## Your goal
Please count the lines of the records that contain the word "drainpipe" and give only that number.

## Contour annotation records
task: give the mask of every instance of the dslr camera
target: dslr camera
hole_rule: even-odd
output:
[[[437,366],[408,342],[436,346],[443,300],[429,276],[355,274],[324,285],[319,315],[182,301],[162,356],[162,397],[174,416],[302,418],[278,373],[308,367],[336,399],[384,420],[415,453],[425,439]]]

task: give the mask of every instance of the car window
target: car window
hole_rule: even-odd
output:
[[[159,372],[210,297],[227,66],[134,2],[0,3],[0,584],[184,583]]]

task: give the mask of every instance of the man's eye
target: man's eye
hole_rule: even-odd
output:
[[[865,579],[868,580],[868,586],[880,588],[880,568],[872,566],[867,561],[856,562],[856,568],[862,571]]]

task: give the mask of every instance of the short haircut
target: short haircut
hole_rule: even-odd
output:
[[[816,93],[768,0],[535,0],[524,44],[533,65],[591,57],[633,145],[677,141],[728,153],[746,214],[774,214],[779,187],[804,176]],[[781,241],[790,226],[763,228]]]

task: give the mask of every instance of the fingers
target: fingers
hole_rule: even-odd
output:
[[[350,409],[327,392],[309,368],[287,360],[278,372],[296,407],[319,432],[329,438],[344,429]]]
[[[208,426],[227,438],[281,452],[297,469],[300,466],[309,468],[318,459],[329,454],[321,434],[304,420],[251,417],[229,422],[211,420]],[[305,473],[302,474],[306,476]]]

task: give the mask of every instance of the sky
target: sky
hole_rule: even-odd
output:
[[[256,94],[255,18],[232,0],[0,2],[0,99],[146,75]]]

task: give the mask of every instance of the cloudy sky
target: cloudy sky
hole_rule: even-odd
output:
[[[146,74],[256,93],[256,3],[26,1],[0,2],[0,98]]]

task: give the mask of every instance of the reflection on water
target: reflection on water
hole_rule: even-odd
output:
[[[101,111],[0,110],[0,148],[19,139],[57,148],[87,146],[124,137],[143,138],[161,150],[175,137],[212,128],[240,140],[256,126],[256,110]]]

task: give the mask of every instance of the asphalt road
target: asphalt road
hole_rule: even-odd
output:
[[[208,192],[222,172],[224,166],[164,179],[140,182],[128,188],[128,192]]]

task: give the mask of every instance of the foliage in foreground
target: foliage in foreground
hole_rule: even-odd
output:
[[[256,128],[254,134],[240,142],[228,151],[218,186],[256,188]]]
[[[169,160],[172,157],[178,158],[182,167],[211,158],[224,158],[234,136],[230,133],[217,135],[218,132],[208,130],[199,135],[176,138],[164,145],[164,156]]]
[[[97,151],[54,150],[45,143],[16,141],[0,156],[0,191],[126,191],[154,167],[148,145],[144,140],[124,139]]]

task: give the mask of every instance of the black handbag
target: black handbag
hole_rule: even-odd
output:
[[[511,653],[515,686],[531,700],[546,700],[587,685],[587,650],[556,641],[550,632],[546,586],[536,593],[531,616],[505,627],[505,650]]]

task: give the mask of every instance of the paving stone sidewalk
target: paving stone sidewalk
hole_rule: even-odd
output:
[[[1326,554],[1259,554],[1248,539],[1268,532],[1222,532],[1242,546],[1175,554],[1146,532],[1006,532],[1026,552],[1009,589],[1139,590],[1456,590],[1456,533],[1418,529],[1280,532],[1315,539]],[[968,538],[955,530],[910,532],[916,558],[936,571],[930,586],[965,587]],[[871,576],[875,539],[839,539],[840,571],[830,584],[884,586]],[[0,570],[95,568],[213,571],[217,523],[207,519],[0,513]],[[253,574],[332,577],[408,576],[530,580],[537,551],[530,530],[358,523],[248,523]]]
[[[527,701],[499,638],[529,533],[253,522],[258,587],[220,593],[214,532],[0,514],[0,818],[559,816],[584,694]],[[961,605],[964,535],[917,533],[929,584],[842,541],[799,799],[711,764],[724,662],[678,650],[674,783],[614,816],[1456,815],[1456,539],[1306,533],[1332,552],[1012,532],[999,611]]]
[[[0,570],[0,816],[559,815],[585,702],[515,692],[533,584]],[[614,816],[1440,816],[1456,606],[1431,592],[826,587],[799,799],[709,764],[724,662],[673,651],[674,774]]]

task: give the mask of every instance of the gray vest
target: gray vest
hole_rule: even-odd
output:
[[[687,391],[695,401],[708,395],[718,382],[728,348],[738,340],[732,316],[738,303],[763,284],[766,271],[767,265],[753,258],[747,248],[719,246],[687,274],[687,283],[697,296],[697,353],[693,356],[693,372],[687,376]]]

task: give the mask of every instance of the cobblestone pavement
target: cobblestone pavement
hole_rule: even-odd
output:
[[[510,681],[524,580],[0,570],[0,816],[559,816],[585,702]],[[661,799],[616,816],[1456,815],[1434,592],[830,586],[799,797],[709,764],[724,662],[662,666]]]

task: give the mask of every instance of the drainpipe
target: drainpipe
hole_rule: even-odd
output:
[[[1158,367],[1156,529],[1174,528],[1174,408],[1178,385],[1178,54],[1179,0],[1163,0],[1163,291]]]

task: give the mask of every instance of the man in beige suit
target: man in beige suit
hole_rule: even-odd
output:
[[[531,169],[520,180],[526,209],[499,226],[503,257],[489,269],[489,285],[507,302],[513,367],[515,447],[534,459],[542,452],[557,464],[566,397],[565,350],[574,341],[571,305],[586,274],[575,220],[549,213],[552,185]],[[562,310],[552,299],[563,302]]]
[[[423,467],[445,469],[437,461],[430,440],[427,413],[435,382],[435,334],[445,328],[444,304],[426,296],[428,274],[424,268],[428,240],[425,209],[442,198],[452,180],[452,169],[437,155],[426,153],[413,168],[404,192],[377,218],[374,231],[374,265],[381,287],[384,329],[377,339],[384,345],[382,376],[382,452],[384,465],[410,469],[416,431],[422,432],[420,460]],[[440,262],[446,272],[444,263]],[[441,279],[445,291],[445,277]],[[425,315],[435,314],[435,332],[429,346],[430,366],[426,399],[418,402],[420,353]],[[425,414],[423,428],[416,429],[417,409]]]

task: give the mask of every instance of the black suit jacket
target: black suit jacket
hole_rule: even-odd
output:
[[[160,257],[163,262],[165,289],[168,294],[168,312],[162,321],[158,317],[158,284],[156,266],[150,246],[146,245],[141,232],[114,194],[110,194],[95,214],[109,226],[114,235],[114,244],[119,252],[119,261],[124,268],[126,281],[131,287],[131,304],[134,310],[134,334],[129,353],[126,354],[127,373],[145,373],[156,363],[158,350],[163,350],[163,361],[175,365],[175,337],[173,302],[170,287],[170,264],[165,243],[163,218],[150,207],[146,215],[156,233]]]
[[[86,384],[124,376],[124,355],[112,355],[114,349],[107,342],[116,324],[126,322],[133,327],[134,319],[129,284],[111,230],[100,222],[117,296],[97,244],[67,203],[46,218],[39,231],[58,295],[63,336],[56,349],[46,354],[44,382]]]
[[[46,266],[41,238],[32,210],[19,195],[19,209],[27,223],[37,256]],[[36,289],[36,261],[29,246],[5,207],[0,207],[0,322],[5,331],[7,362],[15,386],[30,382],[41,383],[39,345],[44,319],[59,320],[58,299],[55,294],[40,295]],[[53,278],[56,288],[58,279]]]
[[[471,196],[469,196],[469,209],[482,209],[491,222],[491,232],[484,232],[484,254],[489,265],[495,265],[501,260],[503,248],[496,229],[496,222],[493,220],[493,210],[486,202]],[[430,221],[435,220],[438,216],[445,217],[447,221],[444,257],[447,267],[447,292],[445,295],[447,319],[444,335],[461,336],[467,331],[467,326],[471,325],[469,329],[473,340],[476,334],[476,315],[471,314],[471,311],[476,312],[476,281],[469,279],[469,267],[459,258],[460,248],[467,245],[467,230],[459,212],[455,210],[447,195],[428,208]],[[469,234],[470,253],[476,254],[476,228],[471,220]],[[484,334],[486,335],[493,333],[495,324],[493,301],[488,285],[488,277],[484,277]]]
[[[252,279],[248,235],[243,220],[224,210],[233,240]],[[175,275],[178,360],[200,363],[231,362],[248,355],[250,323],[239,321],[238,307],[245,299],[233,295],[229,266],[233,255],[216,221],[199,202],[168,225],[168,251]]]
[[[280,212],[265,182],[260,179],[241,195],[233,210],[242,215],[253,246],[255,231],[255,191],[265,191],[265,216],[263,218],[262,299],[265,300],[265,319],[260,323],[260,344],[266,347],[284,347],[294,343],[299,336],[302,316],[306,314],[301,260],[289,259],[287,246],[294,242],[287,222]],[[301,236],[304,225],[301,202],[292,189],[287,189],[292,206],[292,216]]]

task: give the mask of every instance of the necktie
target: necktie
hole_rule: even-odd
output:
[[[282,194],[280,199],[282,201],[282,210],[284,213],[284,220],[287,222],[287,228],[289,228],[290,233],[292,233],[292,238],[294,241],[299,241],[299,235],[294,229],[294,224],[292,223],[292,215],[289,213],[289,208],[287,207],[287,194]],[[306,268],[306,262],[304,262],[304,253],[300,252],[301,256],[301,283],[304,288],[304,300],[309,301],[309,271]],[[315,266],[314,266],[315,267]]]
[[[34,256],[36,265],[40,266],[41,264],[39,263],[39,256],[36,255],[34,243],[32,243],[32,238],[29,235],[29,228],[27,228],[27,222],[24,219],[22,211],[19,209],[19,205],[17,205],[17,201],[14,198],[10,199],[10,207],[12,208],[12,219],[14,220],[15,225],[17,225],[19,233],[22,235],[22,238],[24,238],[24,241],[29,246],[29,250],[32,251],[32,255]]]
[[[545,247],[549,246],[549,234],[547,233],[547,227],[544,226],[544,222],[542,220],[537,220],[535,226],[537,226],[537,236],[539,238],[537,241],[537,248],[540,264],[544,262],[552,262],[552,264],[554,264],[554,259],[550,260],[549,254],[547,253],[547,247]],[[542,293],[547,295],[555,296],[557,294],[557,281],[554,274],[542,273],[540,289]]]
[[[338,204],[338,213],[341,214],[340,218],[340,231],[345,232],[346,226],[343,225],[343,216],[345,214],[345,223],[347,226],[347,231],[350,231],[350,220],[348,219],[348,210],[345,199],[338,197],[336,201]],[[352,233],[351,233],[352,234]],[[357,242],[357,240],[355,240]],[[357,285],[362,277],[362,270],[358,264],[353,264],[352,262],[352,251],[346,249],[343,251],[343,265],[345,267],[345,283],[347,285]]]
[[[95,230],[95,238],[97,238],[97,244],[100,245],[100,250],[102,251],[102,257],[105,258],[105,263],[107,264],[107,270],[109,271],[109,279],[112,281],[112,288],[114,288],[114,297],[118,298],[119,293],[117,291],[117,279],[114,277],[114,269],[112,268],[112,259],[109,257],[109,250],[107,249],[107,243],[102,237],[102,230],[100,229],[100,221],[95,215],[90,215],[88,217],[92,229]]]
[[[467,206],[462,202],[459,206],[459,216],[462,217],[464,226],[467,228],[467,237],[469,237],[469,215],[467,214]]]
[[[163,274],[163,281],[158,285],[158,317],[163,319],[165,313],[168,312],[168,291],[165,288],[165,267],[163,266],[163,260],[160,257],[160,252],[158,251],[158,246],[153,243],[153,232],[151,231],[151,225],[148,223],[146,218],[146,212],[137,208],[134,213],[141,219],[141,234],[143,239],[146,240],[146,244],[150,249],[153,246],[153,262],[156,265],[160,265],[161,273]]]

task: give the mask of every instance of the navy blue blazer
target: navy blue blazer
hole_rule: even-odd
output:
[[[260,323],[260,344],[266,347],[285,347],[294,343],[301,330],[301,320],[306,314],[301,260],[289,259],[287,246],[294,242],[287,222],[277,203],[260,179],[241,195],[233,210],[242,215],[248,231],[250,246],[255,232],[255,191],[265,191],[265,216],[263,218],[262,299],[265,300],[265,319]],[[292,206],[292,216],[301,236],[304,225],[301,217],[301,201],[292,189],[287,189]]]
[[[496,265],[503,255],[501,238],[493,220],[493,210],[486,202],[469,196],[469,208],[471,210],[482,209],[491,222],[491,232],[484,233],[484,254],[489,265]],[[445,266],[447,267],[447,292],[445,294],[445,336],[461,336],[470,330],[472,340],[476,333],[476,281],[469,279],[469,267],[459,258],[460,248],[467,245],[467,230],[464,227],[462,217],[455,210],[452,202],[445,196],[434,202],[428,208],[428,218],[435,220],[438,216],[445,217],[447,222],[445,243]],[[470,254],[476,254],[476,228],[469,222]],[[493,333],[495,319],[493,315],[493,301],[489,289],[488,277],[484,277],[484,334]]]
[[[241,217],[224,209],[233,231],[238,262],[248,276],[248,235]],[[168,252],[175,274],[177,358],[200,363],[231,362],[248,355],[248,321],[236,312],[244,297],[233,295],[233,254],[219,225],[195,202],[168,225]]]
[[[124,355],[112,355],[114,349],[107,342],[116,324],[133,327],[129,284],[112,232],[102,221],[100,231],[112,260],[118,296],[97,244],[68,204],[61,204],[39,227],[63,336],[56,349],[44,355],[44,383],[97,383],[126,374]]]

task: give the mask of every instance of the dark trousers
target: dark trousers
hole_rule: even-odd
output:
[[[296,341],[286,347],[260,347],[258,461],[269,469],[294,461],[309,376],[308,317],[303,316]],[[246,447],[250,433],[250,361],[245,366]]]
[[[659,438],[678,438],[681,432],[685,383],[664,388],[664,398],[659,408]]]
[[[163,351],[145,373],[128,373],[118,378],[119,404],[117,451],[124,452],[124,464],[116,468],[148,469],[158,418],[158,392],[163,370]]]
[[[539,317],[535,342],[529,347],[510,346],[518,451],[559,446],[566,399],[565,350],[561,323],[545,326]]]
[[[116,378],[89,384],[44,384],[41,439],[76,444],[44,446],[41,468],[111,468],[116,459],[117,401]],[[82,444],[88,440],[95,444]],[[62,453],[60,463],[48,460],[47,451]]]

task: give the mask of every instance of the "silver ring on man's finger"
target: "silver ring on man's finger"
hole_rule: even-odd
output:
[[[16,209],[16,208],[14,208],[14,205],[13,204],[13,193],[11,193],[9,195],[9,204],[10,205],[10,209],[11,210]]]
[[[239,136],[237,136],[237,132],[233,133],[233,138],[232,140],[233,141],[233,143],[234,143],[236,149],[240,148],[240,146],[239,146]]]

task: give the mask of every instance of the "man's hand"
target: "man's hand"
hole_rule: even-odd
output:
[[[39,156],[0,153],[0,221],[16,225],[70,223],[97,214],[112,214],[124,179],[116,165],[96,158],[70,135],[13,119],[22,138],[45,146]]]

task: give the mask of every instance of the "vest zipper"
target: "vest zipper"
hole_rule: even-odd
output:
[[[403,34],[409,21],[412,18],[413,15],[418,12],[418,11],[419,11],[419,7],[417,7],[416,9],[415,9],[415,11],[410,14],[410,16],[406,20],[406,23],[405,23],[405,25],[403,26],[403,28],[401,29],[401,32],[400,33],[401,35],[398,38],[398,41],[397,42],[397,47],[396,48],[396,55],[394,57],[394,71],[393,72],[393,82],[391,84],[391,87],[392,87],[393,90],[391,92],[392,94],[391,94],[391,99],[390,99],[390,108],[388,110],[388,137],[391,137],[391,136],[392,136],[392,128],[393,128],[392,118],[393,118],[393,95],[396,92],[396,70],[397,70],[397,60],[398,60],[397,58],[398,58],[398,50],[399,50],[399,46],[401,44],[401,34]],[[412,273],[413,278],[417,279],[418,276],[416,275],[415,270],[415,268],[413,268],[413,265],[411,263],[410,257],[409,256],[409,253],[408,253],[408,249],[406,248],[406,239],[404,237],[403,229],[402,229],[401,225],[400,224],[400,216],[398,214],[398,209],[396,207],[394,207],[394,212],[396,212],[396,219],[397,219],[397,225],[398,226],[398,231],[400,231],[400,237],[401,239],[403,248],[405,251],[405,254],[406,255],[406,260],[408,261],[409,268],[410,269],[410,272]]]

## Result of this task
2